J’aurais voulu être un gangsta – Chroniques de l’Intranquillité

Cette semaine Ophélie nous confie son ambition secrète : devenir un gangster. Un métier difficile aux qualifications bien particulières qu’elle n’est pas sûre de pouvoir exercer.

En sortant du cinéma et en allumant ma cigarette, la frange virevoltant aux quatre vents, je me suis sentie telle Lino Ventura dans son imper beige quittant un rade sombre et humide pour rejoindre l’insondable noirceur de la nuit, un 6’35 en main (exception faite qu’il était treize heure et que le ciel affichait son plus beau soleil).

J’étais allée voir Une nuit de Philippe Lefebvre avec Roschdy Zem, un film sur le quotidien d’un commandant « à la mondaine » qui passe ses nuits à errer de boîtes de nuit en club échangistes entre les dealeurs, les patrons de rade véreux et les grandes figures du Paris nocturne. Ça c’était le synopsis, en réalité c’est un film d’une heure quarante dans lequel Roschdy Zem se balade en col roulé et fume des clopes à chaque plan en ayant l’air profondément énervé. Parfois il cause et quand ça cause, dans les films de flics et de gangsta, ça donne toujours à peu près ça :

– Tu m’parles comme ça parce que j’suis pas allé à l’école, hein ? – Le vice ça s’apprend pas … (silence, jeux de regards entre mecs hyper tendus) et toi t’es un putain d’enculé… – C’EST MOI QUE TU TRAITES D’ENCULÉ ? HÉ VA TE FAIRE ENCULER TOI ! – C’est déjà fait … (sourire en coin de mec hyper cynique) … Sale enculé.

Voilà voilà.

Ça pose l’ambiance et c’est cette atmosphère que j’aime dans les films entre vilains personnages; c’est caricatural et obscène, violent et dépourvu de morale mais c’est ça qui est bon.

Quand je sors du cinéma après le visionnage d’un polar je traque les passants à la recherche d’un vice caché, du moment où l’un d’entre eux sortira une main armée de son duffle-coat, je regarde ce vieil homme qui porte un chapeau en feutre et je me dis qu’il a dû en voir dans sa vie, qu’il est peut-être le boss d’une mafia ou simple associé dans des affaires louches.

Enregistrements issus d'un jeu de données
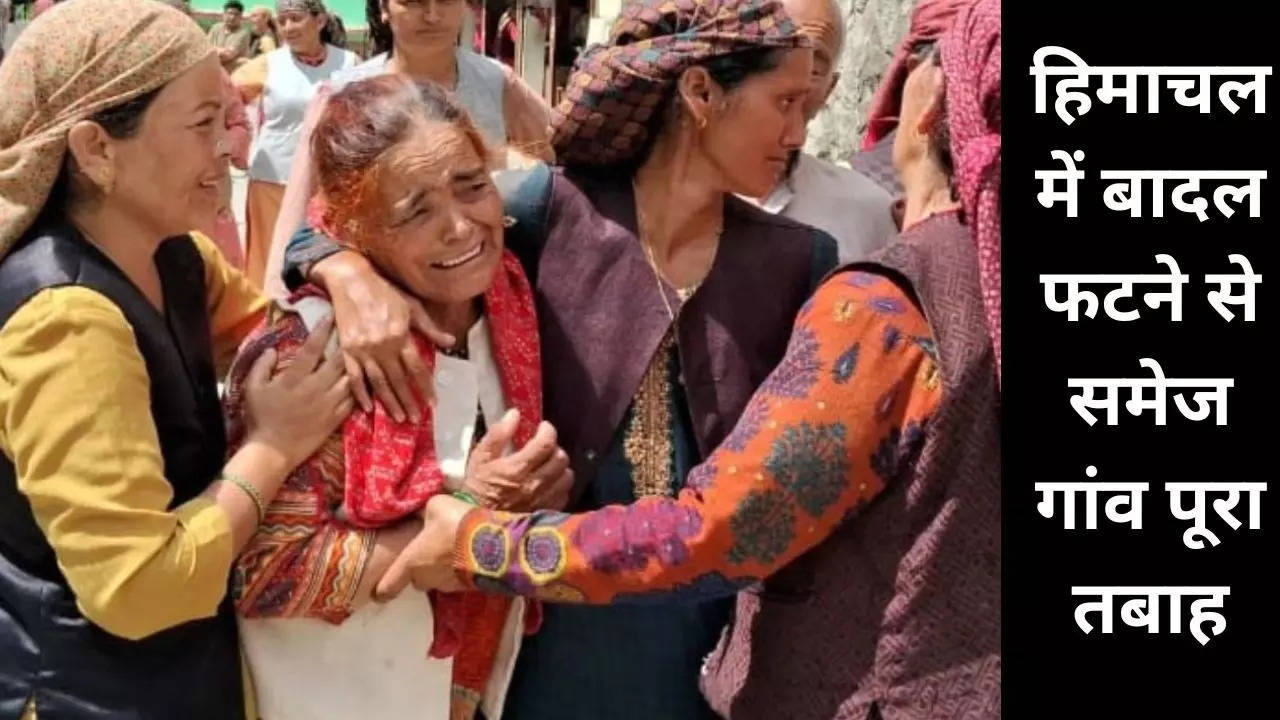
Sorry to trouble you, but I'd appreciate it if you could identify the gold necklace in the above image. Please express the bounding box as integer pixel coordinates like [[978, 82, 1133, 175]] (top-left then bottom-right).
[[631, 177, 724, 323]]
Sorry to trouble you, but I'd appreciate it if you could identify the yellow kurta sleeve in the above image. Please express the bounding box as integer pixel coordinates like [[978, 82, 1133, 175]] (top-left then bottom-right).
[[0, 287, 233, 639], [232, 52, 274, 102], [191, 232, 266, 368]]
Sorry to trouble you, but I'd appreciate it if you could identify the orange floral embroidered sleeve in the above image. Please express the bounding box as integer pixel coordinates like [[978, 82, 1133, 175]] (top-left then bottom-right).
[[454, 272, 942, 603]]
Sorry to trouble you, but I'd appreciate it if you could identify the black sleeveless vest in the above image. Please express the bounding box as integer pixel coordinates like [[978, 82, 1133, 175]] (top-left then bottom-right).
[[0, 222, 244, 720]]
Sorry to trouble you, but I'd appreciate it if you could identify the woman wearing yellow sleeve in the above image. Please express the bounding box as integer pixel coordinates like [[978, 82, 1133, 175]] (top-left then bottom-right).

Consigne. Poursuivez, s'il vous plaît, la chronique sur le rêve de devenir gangster, en reprenant juste après sa dernière phrase.

Réponse.
Moi aussi je me rêve en gangster sans gang. Quand j’étais plus jeune, après vétérinaire et bibliothécaire, j’ai voulu faire inspecteur de police : élucider tous les crimes du Cluedo, déjouer les complots mondiaux et nettoyer la pègre de ses canailles les plus redoutables.

Et puis très vite j’ai compris que, moralement comme idéologiquement, ce serait un peu compliqué pour moi d’être flic, c’est ainsi que j’ai renoncé à mes ambitions pour embrasser un utopique avenir dans le domaine de la criminalité.

Comment devenir un gangster

Descendre d’une famille de gangsters : Raté, bien qu’ayant des origines italiennes, je ne suis pas la fille des Corleone et aucun de mes tontons n’a jamais envoyé de tête de cheval tranchée au pied du lit d’un collègue un peu méchant.

Se faire passer pour un gangster : Plusieurs techniques sont envisageables, on peut se déguiser en gangster en ne sortant jamais sans notre imper beige et une paire de gants en cuir. (Évidemment nous parlons ici d’être un gangster qui a du style, il est hors de question de devenir un gangster en jogging)

Devenir flic :

Puis ripou, et finir par fricoter activement avec des gangsters, ce qui fera de nous un gangsta comme un autre.

Adopter le phrasé des gangsters : homophobie latente et viril machisme assumé sont encouragés (exemple de phrase type, extrait des Lyonnais d’Olivier Marchal : « Le Grec m’a tellement baisé que je pense à lui dès que je m’asseois sur quelque chose de dur » Ok t’as compris; ENCULÉ ?)

Se choisir un surnom : Tous les grands gangsta ont un petit nom, un diminutif qui annonce la couleur et les singularise dans le milieu du gangsétaria. (Max la menace, Le balafré et tant d’autres.)

Bien évidemment, il est malaisé de devenir un as du grand banditisme lorsqu’on est une femme, elles sont souvent reléguées aux seconds rôles, ce sont elles qui se font coffrer pendant dix ans par amour ou qui attendent pendant dix ans que l’amour sorte de sa geôle. Dans le milieu du crime, les femmes sont : soit des saintes, des mères de famille auxquelles on ne touche pas, soit des putes en robe à paillettes qui finissent souvent assassinées par un rustre assoiffé de vengeance.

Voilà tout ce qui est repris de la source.